[START OF SELECTED TEXT]
Well I hope you manage to find your dual. I have two friends who are ESTp/INFp and its cool to see them realize duality (even though it's platonic).


----------



## chaoticbrain (May 5, 2012)

Sounds like an excuse for the theory not working to me. I think it's a flawed theory frankly, and socionics kind of jumped to a conclusion around it.


----------



## itsme45 (Jun 8, 2012)

Tainted Streetlight said:


> Well I hope you manage to find your dual. I have two friends who are ESTp/INFp and its cool to see them realize duality (even though it's platonic).


Thanks.  Whats cool about it, can you tell me about some real life situations with them?


----------



## Sol_ (Jan 8, 2013)

cyamitide said:


> Something that seems a prevalent pattern


Have not noticed such pattern. Duals are attractive in any age. But the more stronger someone feels himself - the less he's sensitive to bad surroundings and looks for comfort.


----------



## ParetoCaretheStare (Jan 18, 2012)

The ILEs I meet in real life are usually older mature men who are either married or like to flip shits when I realize the duality and act like chickens running away from an avalanche. I either can't seem to find my ideal dual, or young people who are discovering themselves don't notice the people in front of them because of the worry bleak future life prospects this society is creating. Perhaps corruption is happening within the systems of socionics theory as well as reality.


----------



## itsme45 (Jun 8, 2012)

ParetoCaretheStare said:


> Perhaps corruption is happening within the systems of socionics theory as well as reality.


what do you mean by that ? :O


----------



## ParetoCaretheStare (Jan 18, 2012)

I mean there cannot be an objective answer to what type is whom, and which people belong to which category, and whether one is aristocratic in relations or not...especially when different tests produce such varied answers. In one test, I'm an ISFp, the next INFj, the third INFp...one even said I was ENTp...it's becoming hard to believe...
[END OF SELECTED TEXT]
[START OF DATA SHOWN]
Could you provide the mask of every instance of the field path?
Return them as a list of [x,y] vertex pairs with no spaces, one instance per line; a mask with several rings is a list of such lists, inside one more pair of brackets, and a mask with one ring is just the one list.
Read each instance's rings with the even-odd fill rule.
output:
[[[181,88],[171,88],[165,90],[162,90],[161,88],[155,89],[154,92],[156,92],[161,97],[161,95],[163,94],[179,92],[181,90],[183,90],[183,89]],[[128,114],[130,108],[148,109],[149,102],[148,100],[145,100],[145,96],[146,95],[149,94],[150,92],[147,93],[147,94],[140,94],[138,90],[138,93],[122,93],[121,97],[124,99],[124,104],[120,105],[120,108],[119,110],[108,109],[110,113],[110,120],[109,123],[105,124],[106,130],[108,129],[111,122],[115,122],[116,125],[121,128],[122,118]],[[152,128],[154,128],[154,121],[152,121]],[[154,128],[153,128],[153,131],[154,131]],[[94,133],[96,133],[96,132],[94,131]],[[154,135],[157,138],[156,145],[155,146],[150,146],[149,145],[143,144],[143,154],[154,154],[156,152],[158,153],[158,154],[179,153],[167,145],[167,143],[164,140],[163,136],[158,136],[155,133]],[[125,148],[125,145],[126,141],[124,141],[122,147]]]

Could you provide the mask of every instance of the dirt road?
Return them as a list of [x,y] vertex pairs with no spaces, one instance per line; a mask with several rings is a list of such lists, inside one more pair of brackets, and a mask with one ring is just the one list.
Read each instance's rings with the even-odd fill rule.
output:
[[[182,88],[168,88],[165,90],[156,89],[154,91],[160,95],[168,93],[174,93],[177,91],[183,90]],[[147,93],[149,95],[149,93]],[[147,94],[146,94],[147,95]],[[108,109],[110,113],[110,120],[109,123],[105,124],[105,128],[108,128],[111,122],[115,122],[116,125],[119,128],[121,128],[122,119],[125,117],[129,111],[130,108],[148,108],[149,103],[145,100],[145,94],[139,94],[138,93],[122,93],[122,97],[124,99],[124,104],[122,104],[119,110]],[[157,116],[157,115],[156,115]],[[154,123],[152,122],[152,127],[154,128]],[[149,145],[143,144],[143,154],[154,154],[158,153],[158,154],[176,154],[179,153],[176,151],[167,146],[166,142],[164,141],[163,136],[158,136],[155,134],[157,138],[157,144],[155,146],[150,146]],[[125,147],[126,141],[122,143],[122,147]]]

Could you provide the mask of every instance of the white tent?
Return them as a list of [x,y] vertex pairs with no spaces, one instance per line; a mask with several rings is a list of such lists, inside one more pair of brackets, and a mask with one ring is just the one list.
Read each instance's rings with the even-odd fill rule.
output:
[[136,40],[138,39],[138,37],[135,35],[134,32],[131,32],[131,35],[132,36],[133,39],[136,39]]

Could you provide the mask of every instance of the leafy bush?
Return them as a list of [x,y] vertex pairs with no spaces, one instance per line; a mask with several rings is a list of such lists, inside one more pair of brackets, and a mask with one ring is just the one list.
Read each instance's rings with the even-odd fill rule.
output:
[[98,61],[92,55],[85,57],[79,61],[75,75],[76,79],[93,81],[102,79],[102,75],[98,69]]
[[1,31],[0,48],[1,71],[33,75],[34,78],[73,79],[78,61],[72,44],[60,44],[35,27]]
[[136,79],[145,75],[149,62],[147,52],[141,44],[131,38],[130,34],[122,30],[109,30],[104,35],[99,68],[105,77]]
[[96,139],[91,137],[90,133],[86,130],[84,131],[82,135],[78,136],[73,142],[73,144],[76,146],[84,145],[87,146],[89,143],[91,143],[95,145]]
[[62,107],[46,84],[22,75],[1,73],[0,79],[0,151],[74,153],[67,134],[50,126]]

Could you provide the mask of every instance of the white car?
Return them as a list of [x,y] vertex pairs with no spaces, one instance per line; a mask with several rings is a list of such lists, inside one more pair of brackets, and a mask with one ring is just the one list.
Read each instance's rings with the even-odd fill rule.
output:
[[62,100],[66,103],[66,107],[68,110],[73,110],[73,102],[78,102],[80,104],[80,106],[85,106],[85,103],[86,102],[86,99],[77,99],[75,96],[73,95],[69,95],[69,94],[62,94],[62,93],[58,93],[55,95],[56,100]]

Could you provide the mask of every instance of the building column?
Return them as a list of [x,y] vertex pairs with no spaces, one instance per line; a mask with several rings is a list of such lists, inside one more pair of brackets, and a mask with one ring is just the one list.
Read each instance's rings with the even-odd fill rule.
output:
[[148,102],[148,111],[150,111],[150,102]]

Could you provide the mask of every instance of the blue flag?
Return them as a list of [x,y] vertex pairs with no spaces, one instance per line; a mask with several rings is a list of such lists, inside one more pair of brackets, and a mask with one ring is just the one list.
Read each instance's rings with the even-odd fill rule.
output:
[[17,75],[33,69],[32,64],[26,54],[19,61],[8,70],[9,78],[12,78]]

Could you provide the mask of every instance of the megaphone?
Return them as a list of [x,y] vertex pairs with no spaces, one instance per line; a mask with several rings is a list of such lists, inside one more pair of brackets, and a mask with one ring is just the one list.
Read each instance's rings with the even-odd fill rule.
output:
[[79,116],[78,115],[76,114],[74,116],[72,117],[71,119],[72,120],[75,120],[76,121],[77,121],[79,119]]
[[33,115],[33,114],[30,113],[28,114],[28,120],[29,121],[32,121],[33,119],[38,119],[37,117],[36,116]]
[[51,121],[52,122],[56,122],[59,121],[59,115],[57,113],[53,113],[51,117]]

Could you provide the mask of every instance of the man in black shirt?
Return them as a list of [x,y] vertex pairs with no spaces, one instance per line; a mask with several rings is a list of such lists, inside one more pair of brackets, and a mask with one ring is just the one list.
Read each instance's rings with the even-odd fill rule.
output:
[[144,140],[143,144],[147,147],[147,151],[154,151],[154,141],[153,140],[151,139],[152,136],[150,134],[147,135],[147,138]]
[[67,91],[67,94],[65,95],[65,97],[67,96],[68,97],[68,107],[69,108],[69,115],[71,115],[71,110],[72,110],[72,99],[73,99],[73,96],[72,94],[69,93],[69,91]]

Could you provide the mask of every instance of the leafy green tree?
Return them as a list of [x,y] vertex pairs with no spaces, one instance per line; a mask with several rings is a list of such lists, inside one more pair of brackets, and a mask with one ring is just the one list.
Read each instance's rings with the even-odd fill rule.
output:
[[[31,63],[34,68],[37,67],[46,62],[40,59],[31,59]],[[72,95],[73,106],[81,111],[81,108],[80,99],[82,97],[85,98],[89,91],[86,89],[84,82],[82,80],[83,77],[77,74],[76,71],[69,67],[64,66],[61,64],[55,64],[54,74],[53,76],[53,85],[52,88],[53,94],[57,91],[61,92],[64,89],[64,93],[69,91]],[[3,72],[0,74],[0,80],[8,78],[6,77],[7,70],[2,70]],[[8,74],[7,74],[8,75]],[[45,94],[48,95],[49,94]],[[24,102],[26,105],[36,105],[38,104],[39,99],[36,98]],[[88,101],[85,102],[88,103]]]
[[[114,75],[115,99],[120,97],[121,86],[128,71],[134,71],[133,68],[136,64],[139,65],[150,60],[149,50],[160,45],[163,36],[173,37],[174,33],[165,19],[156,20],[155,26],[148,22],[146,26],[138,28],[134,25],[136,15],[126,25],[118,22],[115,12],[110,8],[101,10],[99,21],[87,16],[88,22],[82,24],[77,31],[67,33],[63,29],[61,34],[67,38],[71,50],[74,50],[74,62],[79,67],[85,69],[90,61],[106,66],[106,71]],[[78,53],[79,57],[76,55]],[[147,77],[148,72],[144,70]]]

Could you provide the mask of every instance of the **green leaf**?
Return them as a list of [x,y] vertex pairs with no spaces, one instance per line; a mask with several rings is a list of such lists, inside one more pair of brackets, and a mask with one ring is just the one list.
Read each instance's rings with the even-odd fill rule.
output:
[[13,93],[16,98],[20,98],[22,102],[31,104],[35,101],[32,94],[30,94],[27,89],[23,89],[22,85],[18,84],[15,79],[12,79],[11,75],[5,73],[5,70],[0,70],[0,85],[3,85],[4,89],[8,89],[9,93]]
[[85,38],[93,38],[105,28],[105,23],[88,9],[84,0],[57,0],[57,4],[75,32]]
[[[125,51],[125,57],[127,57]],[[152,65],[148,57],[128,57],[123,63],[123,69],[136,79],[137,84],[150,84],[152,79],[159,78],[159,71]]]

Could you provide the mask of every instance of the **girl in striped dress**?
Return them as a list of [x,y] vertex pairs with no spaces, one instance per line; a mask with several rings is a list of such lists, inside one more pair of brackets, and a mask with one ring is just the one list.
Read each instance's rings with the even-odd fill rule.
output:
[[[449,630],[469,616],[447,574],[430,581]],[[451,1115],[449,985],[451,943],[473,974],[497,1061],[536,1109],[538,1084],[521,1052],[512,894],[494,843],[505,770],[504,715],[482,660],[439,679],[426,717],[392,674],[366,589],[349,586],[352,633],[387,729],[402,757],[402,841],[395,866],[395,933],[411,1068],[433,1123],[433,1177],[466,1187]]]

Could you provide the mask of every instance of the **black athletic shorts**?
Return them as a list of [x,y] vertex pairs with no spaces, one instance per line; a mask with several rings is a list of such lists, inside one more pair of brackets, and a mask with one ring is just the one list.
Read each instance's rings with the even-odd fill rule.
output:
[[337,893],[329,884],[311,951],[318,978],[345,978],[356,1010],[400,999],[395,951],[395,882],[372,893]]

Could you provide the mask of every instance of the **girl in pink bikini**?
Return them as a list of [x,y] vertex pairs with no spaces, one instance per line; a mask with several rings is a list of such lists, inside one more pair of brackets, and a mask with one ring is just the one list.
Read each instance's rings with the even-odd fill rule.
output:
[END OF DATA SHOWN]
Resume the forum thread on socionics duality, continuing from its last post.

maybe people are this type when they are in the process of testing themselves or being tested...depending on which method they choose to believe to be more accurate...


----------



## itsme45 (Jun 8, 2012)

ParetoCaretheStare said:


> I mean there cannot be an objective answer to what type is whom, and which people belong to which category, and whether one is aristocratic in relations or not...especially when different tests produce such varied answers. In one test, I'm an ISFp, the next INFj, the third INFp...one even said I was ENTp...it's becoming hard to believe...
> 
> maybe people are this type when they are in the process of testing themselves or being tested...depending on which method they choose to believe to be more accurate...


Lol yeah maybe. I do believe people do have certain ways of thinking and traits/characteristics though. Yes maybe not as simple as socionics theory would like to imagine. Still there's things I definitely don't relate to even if some other things are not as black and white


----------



## cyamitide (Jul 8, 2010)

Sol_ said:


> Have not noticed such pattern. Duals are attractive in any age. But the more stronger someone feels himself - the less he's sensitive to bad surroundings and looks for comfort.


Usually people choose friends based on similarity to themselves, rather than picking someone who is a complete opposite. For this reason there are more benefit pairs than duality pairs. This is the pattern that I was talking about.

Someone who has had little exposure to their duals early in life may not recognize them until they try different types of relationships, and then later in life, after all the trial-and-error and less than ideal matches, they start noticing their duals as being a more comfortable relationship.

Duality isn't only attraction, there is also conflict because the leading functions of duals have very different focus. A young ESI who is very focused on Fi is likely to feel offended by her dual LIE's boorish Te and write off her duals, and only later in life start to appreciate it's value.


----------



## Tainted Streetlight (Jun 13, 2011)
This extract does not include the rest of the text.